— Exercise brief —
Lay out the lines below as a Markdown table with two columns, Row and Line, numbering each row and skipping any blank lines.

— Records provided —
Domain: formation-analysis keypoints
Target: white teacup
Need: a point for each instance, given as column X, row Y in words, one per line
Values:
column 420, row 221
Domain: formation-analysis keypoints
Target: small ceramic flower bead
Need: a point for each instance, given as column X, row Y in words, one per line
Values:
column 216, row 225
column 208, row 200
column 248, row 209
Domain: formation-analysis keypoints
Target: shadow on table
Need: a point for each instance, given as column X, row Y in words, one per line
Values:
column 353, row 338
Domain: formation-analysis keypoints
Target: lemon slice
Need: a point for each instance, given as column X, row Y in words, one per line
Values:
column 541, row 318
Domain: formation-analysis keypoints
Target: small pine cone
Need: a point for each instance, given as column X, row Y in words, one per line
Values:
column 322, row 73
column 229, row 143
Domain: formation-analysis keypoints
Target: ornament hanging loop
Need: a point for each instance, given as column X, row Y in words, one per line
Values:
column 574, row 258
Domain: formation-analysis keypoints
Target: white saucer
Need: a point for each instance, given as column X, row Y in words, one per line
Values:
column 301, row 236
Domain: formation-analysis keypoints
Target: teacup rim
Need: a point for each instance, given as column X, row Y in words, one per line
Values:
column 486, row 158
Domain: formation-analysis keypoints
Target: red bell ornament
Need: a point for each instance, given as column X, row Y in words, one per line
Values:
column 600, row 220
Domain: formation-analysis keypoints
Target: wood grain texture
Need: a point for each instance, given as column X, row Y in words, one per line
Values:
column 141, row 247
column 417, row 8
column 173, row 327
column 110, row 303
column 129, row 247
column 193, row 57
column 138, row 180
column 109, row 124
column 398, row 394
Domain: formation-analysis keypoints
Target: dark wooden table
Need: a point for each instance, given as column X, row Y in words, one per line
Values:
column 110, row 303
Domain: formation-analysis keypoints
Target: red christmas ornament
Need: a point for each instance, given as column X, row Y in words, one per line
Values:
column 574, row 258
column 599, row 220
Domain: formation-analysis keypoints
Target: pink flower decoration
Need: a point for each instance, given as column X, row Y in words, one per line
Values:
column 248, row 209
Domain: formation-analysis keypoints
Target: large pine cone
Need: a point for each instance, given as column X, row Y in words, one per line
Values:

— The output —
| Row | Line |
|---|---|
| 1 | Domain: formation-analysis keypoints |
| 2 | Target: white teacup |
| 3 | Need: a point for each instance, given as column X, row Y in words, one per line |
| 4 | Values: |
| 5 | column 420, row 221 |
| 6 | Domain: formation-analysis keypoints |
| 7 | Target: small ceramic flower bead |
| 8 | Need: a point for each instance, given as column X, row Y in words, one per line |
| 9 | Values: |
| 10 | column 216, row 225 |
| 11 | column 208, row 200 |
| 12 | column 248, row 209 |
| 13 | Domain: formation-analysis keypoints |
| 14 | Target: shadow on table |
| 15 | Need: a point for each instance, given as column X, row Y in words, one per line |
| 16 | Values: |
| 17 | column 353, row 338 |
| 18 | Domain: formation-analysis keypoints |
| 19 | Target: lemon slice |
| 20 | Need: a point for each instance, given as column X, row Y in words, one per line |
| 21 | Values: |
| 22 | column 541, row 318 |
| 23 | Domain: formation-analysis keypoints |
| 24 | Target: small pine cone |
| 25 | Need: a point for each instance, given as column X, row Y in words, one per line |
| 26 | Values: |
| 27 | column 322, row 73 |
| 28 | column 229, row 143 |
| 29 | Domain: formation-analysis keypoints |
| 30 | Target: ornament hanging loop |
| 31 | Need: a point for each instance, given as column X, row Y in words, one per line |
| 32 | Values: |
| 33 | column 574, row 258 |
| 34 | Domain: formation-analysis keypoints |
| 35 | Target: white saucer |
| 36 | Need: a point for each instance, given as column X, row Y in words, one per line |
| 37 | Values: |
| 38 | column 301, row 236 |
| 39 | Domain: formation-analysis keypoints |
| 40 | Target: teacup rim |
| 41 | Need: a point for each instance, given as column X, row Y in words, one per line |
| 42 | Values: |
| 43 | column 486, row 158 |
| 44 | Domain: formation-analysis keypoints |
| 45 | Target: red bell ornament |
| 46 | Need: a point for each instance, given as column X, row Y in words, one per line |
| 47 | Values: |
| 48 | column 600, row 220 |
| 49 | Domain: formation-analysis keypoints |
| 50 | Target: wood grain texture |
| 51 | Need: a point for each instance, given as column X, row Y in words, one per line |
| 52 | Values: |
| 53 | column 141, row 247 |
| 54 | column 417, row 8 |
| 55 | column 173, row 327 |
| 56 | column 110, row 303 |
| 57 | column 129, row 247 |
| 58 | column 193, row 57 |
| 59 | column 138, row 180 |
| 60 | column 109, row 124 |
| 61 | column 398, row 394 |
| 62 | Domain: formation-analysis keypoints |
| 63 | Target: dark wooden table |
| 64 | Need: a point for each instance, given as column X, row Y in words, one per line |
| 65 | Values: |
| 66 | column 110, row 303 |
| 67 | Domain: formation-analysis keypoints |
| 68 | Target: red christmas ornament |
| 69 | Need: a point for each instance, given as column X, row Y in words, one per line |
| 70 | Values: |
| 71 | column 574, row 258 |
| 72 | column 599, row 220 |
| 73 | Domain: formation-analysis keypoints |
| 74 | Target: pink flower decoration |
| 75 | Need: a point for each instance, given as column X, row Y in words, one per line |
| 76 | Values: |
| 77 | column 248, row 209 |
| 78 | Domain: formation-analysis keypoints |
| 79 | Target: large pine cone |
| 80 | Need: a point for each instance, given as column X, row Y in words, one per line |
| 81 | Values: |